(Collected data entries)

--------

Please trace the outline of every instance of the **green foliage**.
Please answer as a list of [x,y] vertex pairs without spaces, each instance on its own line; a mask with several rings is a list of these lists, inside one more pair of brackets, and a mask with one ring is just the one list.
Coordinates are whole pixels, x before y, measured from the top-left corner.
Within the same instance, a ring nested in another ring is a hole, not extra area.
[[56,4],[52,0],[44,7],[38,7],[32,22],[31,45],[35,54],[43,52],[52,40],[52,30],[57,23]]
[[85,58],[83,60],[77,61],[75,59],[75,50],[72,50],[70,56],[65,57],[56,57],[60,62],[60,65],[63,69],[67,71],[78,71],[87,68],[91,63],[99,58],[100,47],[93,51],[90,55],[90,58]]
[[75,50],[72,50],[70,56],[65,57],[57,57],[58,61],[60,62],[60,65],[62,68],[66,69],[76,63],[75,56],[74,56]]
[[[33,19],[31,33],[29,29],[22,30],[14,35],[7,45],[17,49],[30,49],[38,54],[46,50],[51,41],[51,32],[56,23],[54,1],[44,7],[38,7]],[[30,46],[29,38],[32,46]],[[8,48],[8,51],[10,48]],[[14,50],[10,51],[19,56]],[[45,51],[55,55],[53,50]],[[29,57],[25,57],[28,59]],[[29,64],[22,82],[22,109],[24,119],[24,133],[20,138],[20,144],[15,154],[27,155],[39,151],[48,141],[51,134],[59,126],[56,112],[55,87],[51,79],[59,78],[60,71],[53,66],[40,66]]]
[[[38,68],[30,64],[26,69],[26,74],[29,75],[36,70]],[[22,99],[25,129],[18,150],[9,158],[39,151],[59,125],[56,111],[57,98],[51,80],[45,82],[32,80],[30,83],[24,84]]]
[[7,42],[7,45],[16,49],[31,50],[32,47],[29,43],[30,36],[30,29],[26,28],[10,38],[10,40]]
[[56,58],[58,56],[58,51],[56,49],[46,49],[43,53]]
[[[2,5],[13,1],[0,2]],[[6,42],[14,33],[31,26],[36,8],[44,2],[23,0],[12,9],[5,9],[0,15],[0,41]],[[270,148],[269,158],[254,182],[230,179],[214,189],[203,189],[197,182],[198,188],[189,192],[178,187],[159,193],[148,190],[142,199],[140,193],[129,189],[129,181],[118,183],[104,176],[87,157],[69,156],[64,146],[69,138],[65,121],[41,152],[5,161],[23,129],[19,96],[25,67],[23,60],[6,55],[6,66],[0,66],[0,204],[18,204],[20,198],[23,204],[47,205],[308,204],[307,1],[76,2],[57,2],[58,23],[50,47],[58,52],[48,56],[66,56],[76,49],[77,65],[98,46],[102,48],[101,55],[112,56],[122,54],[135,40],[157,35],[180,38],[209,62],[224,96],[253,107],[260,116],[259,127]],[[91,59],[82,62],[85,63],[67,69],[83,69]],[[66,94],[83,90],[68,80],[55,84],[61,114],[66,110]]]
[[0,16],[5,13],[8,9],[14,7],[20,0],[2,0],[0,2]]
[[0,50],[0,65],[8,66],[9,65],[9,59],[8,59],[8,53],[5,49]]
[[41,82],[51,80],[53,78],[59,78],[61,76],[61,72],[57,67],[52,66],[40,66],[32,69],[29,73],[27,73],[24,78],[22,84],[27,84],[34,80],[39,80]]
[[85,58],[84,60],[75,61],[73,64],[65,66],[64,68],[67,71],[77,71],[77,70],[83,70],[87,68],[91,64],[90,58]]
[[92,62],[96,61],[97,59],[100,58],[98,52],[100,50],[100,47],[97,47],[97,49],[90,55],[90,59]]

--------

The lines above, starting at the one with "Please answer as" and ending at the one with "Coordinates are whole", are the only ones to return, exactly as written.

Please answer as a list of [x,y] vertex pairs without spaces, each instance on its own line; a mask with several rings is a list of these lists, inside one more pair of brackets, and a mask with one ring is just the one list.
Coordinates are whole pixels, x before y, measured from the top-left corner.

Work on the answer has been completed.